Assessment of corneal thickness and tear meniscus during contact-lens wear.

Contact lens & anterior eye : the journal of the British Contact Lens Association

PubMedID: 25704461

Del Águila-Carrasco AJ, Ferrer-Blasco T, García-Lázaro S, Esteve-Taboada JJ, Montés-Micó R. Assessment of corneal thickness and tear meniscus during contact-lens wear. Cont Lens Anterior Eye. 2015;.
PURPOSE
To assess the effect of seven different daily disposable contact lenses upon corneal thickness, as well as upon tear meniscus volume, by using optical coherence tomography (OCT).

METHODS
Thirty-four young healthy subjects wore seven different types of daily disposable soft contact lenses, each for a period of 12h: Delefilcon A, Nelfilcon A, Omafilcon A, Filcon II3, Narafilcon A, Etafilcon A and Hilafilcon B. Central and mid-peripheral corneal thickness and lower tear meniscus volume (TMV) were measured using an OCT device during contact-lens wear at 4-h intervals throughout a 12-h period. Measurements were also recorded without any contact lenses being worn during a day.

Data excerpts
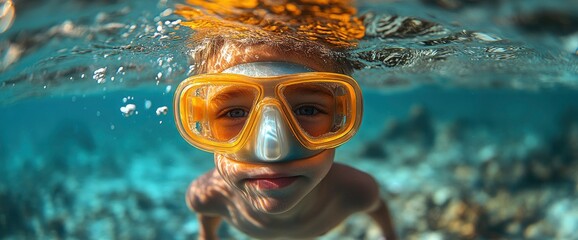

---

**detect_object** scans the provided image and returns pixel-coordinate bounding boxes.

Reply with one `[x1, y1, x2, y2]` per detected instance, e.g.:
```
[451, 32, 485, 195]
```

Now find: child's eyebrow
[211, 86, 255, 103]
[286, 85, 333, 97]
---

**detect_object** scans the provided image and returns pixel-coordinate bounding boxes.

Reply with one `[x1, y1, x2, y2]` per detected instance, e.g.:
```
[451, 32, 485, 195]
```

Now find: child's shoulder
[329, 163, 379, 210]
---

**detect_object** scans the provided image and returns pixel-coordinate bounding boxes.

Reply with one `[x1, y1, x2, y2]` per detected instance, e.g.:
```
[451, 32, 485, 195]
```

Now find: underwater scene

Your assignment
Continue the abstract on corneal thickness and contact-lens wear from the point where it stops.

Task response
RESULTS
In the no-lens scenario a small but significant (p<0.05) thinning in the cornea was observed after the 12-h period. Overall, as for contact-lens wear, it was the Hilafilcon B lens that caused the greatest thickness increase in the central area, whereas the Etafilcon A caused it in the mid-peripheral cornea. Delefilcon A was the lens that showed the most similar behavior to the naked eye. As for TMV, it decreased with all the lenses, but it was the Delefilcon A lens the one that caused the smallest drop in TMV (p=0.007).

CONCLUSIONS
OCT makes it possible to evaluate both corneal thickness variations and TMV changes as a result of contact-lens wear. The changes in corneal thickness hereafter presented are not clinically significant. On the other hand, TMV drop could indicate discomfort for contact-lens users.